— START Items —
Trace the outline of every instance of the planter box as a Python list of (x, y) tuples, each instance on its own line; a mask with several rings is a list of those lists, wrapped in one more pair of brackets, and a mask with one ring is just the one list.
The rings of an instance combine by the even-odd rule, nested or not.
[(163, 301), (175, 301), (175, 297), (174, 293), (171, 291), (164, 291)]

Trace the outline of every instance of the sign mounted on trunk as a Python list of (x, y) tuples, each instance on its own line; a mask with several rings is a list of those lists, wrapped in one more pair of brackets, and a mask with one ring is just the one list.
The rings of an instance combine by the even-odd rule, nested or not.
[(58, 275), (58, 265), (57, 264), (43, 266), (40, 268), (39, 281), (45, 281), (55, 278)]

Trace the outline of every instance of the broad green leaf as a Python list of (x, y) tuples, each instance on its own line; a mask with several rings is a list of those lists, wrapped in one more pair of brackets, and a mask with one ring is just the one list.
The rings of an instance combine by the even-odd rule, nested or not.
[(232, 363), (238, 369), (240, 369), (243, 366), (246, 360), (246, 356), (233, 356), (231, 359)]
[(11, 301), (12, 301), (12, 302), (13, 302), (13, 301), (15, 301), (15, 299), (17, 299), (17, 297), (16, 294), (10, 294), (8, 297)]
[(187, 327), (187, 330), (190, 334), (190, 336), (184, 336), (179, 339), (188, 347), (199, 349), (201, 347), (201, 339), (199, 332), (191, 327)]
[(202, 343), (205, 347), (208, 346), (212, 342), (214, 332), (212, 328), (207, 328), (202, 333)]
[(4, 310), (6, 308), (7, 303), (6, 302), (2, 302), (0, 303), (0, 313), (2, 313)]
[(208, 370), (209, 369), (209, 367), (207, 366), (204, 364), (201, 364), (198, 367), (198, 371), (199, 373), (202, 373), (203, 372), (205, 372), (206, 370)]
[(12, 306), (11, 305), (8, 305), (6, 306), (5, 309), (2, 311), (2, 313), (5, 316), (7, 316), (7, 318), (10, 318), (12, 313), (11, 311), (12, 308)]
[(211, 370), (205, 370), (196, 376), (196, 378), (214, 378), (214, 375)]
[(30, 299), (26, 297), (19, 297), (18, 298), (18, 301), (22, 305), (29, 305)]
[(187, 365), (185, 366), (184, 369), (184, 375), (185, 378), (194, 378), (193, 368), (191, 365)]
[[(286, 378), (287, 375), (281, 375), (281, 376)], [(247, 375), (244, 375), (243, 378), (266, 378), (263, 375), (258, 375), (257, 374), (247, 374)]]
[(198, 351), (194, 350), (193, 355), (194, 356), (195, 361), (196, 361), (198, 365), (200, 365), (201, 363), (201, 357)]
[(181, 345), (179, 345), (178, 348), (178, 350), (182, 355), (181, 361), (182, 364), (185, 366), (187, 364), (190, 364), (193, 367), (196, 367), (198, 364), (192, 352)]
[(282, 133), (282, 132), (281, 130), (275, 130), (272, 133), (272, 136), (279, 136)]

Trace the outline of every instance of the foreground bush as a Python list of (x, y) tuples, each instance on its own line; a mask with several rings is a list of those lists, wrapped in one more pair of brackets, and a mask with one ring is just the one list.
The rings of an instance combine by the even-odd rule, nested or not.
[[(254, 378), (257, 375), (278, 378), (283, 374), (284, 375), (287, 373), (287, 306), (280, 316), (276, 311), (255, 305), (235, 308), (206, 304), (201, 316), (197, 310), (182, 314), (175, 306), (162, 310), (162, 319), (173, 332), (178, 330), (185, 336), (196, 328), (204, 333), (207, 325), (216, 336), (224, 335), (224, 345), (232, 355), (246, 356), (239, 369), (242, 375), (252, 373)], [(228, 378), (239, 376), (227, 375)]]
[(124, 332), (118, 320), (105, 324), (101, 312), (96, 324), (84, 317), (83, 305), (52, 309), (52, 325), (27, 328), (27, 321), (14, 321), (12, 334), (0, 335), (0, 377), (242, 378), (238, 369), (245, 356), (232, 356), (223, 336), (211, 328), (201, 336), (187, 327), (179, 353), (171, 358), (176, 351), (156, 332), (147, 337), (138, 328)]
— END Items —
» Goal:
Lay out the records as a Markdown table with the columns Row and Line, starting at the line that contains "Trace the outline of every instance of the broad" and ending at the line that contains "332), (191, 327)]". Number each line in Row and leave out any blank lines.

» Answer:
| Row | Line |
|---|---|
| 1 | Trace the outline of every instance of the broad green leaf as a Python list of (x, y) tuples, each instance on its own line; a mask with several rings is a list of those lists, wrapped in one more pair of brackets, and a mask with one ring is just the one list. |
| 2 | The rings of an instance combine by the even-odd rule, nested or not. |
| 3 | [(232, 363), (238, 369), (240, 369), (243, 366), (246, 360), (246, 356), (233, 356), (231, 359)] |
| 4 | [(11, 301), (12, 301), (12, 302), (13, 302), (13, 301), (15, 301), (15, 299), (17, 299), (17, 297), (16, 294), (10, 294), (8, 297)] |
| 5 | [(187, 327), (187, 330), (190, 334), (190, 336), (184, 336), (179, 339), (188, 347), (199, 349), (201, 347), (201, 339), (199, 332), (191, 327)] |